■ **Records shown**:
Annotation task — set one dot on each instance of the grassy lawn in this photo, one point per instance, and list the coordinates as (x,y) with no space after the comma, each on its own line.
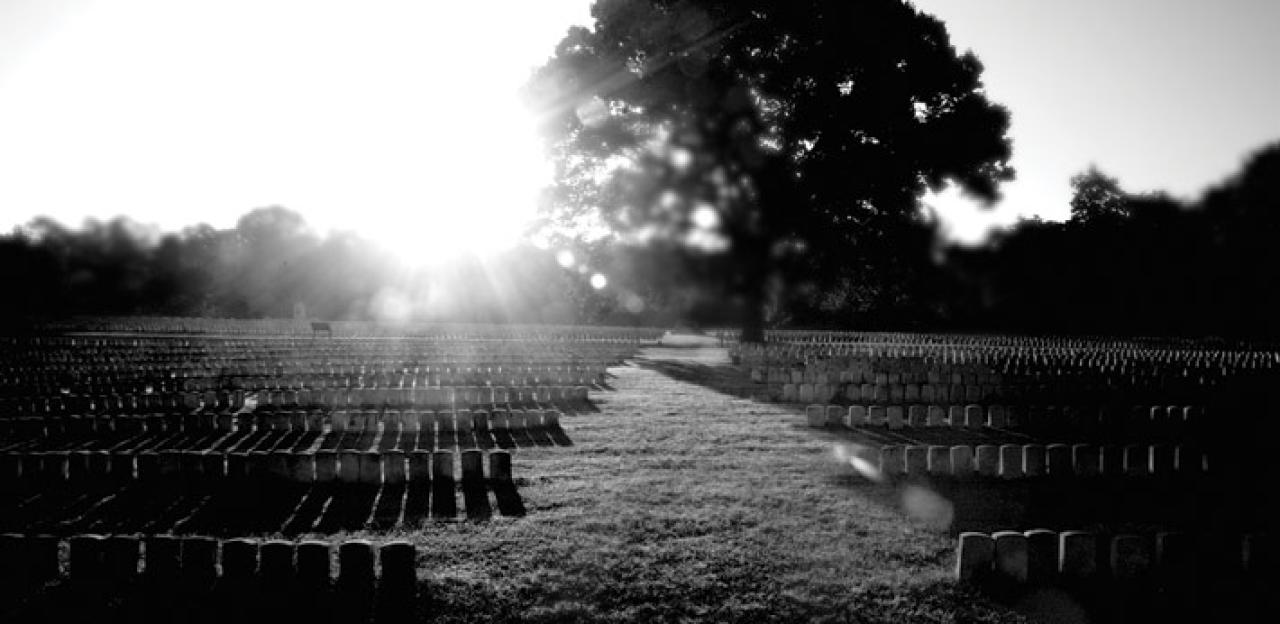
(679,503)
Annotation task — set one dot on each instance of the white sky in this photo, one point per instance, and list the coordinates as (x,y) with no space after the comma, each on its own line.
(400,119)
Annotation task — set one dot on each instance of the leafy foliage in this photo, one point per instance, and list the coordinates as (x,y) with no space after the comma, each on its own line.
(786,140)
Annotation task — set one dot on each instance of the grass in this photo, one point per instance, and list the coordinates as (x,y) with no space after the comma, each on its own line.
(682,504)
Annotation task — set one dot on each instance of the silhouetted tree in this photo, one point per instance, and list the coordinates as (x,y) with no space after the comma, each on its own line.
(1097,196)
(775,142)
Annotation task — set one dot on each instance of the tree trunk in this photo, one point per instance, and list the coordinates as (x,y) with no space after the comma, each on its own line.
(753,322)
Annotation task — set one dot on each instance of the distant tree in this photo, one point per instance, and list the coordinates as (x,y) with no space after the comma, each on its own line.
(1097,197)
(773,141)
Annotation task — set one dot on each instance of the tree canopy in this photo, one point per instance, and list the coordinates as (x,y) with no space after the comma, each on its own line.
(767,142)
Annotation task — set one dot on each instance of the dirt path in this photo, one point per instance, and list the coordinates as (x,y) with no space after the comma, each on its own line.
(682,501)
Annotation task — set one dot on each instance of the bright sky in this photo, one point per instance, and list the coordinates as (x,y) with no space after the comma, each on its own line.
(394,118)
(400,119)
(1161,93)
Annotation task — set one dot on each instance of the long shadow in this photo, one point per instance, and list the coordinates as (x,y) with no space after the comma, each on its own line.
(389,507)
(557,435)
(723,379)
(444,504)
(508,499)
(1101,504)
(476,499)
(348,509)
(417,499)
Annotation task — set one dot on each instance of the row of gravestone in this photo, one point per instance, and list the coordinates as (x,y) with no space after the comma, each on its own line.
(1138,417)
(167,560)
(391,467)
(1043,556)
(209,400)
(272,420)
(886,395)
(1031,460)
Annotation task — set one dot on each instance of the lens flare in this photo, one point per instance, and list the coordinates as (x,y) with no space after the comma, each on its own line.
(928,507)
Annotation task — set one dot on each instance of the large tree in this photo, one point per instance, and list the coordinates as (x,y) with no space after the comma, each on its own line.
(772,141)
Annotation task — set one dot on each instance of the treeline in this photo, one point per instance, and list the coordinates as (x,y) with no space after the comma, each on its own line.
(1124,264)
(268,265)
(1137,264)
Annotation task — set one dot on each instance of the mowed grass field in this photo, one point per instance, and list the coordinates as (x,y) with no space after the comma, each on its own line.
(681,503)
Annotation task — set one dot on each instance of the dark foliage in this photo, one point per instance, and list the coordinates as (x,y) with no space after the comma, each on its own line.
(777,148)
(266,265)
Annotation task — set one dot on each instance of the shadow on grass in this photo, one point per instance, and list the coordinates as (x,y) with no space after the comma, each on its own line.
(723,379)
(245,507)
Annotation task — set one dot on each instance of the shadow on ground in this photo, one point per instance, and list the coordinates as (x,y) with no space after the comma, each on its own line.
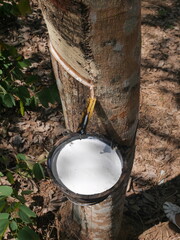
(143,210)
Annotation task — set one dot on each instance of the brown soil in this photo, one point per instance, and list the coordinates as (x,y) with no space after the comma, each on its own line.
(155,175)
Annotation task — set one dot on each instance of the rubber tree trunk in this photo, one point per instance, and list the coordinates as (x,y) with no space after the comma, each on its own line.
(100,41)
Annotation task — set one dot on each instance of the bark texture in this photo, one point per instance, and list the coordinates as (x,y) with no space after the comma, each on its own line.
(99,39)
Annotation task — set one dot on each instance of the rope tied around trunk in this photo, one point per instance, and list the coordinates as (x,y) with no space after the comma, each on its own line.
(87,114)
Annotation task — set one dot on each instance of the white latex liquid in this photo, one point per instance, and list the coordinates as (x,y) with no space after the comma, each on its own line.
(88,166)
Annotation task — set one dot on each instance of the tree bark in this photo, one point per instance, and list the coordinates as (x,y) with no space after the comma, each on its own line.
(100,41)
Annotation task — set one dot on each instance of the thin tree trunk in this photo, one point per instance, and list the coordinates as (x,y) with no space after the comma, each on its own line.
(100,41)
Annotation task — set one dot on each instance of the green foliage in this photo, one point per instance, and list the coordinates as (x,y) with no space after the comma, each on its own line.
(16,219)
(18,88)
(12,8)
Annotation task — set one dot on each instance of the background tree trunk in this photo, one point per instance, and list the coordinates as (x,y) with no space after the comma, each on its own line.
(100,40)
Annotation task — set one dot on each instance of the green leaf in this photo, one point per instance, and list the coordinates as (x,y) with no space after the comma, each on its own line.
(4,223)
(10,177)
(27,234)
(6,191)
(4,216)
(20,198)
(21,108)
(32,79)
(8,100)
(26,213)
(24,7)
(13,226)
(38,171)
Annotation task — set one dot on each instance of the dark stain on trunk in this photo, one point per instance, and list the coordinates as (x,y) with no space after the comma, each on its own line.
(74,26)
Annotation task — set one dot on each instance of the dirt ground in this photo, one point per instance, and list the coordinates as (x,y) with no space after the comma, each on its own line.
(155,176)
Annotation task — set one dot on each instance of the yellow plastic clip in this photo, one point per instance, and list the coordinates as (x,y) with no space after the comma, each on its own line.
(90,108)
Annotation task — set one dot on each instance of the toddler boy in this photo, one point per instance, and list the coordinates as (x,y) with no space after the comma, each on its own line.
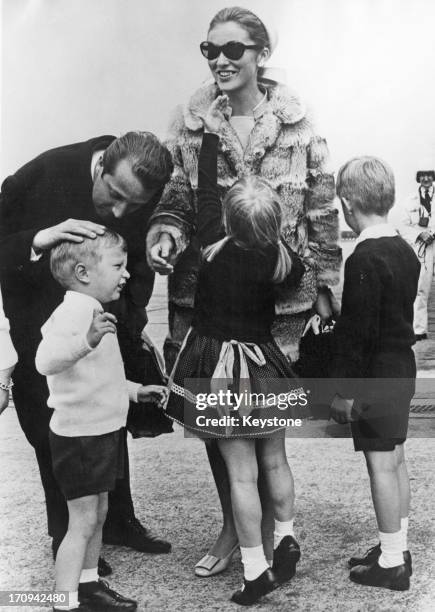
(80,356)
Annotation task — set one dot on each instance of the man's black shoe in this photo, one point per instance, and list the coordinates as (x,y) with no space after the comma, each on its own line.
(285,557)
(420,337)
(373,555)
(395,578)
(132,534)
(99,597)
(252,590)
(104,568)
(81,608)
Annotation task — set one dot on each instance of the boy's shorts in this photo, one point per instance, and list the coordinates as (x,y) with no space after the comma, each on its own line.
(87,465)
(382,424)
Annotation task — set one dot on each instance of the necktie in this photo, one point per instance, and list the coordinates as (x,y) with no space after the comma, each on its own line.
(427,200)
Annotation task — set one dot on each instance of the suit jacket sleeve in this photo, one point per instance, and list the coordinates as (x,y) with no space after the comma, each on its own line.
(322,216)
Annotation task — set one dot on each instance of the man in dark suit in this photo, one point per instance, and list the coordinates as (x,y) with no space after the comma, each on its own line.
(65,194)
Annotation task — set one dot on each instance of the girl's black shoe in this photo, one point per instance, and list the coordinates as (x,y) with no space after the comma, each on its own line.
(395,578)
(285,557)
(252,590)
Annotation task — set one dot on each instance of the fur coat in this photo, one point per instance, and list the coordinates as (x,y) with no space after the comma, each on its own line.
(283,149)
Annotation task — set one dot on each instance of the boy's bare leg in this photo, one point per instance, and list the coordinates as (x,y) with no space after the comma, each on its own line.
(241,462)
(227,538)
(93,549)
(404,488)
(384,484)
(83,514)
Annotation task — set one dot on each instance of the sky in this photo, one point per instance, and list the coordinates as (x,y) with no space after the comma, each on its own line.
(74,69)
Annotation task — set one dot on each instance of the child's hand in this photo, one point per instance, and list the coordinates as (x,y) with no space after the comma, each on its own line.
(152,393)
(215,114)
(5,378)
(102,323)
(341,409)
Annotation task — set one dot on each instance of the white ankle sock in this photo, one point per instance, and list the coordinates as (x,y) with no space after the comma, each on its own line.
(282,528)
(404,532)
(90,575)
(391,549)
(254,561)
(73,602)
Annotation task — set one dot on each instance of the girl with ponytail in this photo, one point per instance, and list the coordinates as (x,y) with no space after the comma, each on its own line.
(230,348)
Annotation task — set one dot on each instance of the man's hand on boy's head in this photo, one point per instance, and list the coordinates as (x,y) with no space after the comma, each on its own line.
(341,409)
(102,323)
(216,114)
(152,393)
(72,230)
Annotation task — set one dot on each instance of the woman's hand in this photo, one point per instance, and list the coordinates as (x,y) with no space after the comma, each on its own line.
(341,410)
(156,394)
(215,114)
(5,377)
(161,254)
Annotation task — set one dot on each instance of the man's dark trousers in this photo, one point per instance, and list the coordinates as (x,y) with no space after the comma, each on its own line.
(56,186)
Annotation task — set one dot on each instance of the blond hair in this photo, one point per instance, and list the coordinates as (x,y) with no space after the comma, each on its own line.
(252,217)
(367,182)
(66,255)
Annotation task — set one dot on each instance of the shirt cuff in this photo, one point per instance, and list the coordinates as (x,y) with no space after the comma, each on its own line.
(34,256)
(133,389)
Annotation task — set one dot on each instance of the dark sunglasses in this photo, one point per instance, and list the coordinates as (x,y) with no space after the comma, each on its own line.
(232,50)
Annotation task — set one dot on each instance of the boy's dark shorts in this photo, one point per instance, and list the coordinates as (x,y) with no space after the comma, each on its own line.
(87,465)
(382,424)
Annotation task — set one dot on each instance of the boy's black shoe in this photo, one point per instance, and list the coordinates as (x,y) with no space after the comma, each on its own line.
(133,534)
(104,568)
(81,608)
(252,590)
(285,557)
(99,597)
(373,554)
(395,578)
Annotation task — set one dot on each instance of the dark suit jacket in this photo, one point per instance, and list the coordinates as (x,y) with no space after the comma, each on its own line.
(53,187)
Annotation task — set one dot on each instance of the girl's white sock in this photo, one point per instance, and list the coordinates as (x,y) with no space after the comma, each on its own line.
(254,561)
(404,532)
(90,575)
(391,549)
(73,602)
(282,529)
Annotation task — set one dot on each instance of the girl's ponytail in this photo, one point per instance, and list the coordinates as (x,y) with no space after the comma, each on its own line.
(210,251)
(283,264)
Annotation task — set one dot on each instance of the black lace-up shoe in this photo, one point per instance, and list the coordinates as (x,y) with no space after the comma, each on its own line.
(395,578)
(252,590)
(133,534)
(373,555)
(99,597)
(285,557)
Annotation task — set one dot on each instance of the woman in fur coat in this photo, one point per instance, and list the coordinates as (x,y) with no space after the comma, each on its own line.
(268,133)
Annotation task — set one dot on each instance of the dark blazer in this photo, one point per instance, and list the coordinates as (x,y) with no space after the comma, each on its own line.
(53,187)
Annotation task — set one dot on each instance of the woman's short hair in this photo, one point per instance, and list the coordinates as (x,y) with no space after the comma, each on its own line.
(151,160)
(367,182)
(66,255)
(247,20)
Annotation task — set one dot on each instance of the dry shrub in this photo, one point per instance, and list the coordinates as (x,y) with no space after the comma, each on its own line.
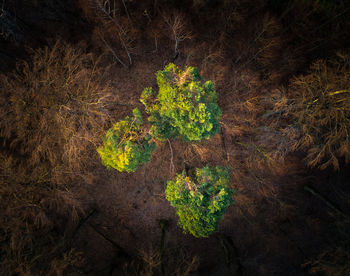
(115,32)
(35,215)
(55,108)
(319,102)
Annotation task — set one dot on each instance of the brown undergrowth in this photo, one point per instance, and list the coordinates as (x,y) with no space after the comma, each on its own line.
(57,105)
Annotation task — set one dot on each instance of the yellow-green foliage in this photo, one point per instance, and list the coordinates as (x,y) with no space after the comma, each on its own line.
(125,146)
(184,105)
(321,105)
(200,202)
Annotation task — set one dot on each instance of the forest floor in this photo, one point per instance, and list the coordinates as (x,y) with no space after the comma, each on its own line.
(285,214)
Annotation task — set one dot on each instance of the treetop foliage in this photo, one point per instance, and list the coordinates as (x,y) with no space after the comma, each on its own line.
(185,105)
(126,146)
(201,201)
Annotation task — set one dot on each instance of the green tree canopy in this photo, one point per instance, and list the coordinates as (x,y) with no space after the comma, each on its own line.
(125,146)
(200,202)
(185,105)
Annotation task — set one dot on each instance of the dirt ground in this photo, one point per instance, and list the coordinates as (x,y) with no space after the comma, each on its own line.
(285,214)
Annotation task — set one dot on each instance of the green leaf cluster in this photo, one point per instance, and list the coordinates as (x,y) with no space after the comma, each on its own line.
(200,202)
(185,105)
(125,146)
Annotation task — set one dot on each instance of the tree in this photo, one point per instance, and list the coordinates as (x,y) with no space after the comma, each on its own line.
(185,105)
(200,202)
(125,146)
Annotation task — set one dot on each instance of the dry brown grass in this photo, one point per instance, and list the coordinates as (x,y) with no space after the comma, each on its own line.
(318,102)
(55,108)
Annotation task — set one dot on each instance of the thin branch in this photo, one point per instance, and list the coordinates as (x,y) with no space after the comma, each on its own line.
(326,201)
(112,51)
(126,10)
(172,167)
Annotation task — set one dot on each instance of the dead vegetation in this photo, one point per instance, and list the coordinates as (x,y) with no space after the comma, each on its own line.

■ **Exercise**: Extract, verbatim, the lines from the one containing "of the treetop" through the last line of the listing above.

■ **Full answer**:
Annotation task — set one dot on each instance of the treetop foliage in this photo, one point per instance, and list the coordinates as (x,y) with no space after the comma, each on its own line.
(185,105)
(126,146)
(201,201)
Annotation task — set one dot on each instance of the green tree canopy in this photo, one point per instance, and list the coordinates as (x,y) with no space after the comma, each on its own line.
(125,146)
(200,202)
(185,105)
Annotation task — set one dot on each instance of the dirt ground in this photo, one point per instance, and list the coordinates as (x,y) with no space after the comma, each on its own line.
(285,214)
Annotation task — set one dot on each instance of the green leaf cluster in this photo, one point per instance, and list the coordinates as (x,y) with no space after the comma, each on its own line.
(200,202)
(185,105)
(125,146)
Annotation task — set one dot on each instance of the tree in this photo, one point per instance, and list the coordinates as (x,y) with no space after the comma, each on its own line.
(185,105)
(200,202)
(125,146)
Annotation task — set one dot on each instance of the dry brown grass in this photo, one point per instance, and list the coordinates as (x,y) with no space after the comma, each on its own line.
(318,102)
(55,108)
Annotation task — set one dot on each instance of the thin branch in this photo, one point per instance, and list the coordinates as (x,y) with no space after the comma, each on its own line.
(326,201)
(112,51)
(126,10)
(172,167)
Annotation task — set one dot on each instance of the dead vegetation in this photo, one point per instance, and list the coordinates as (x,y) with no space after the comma, each on its own line.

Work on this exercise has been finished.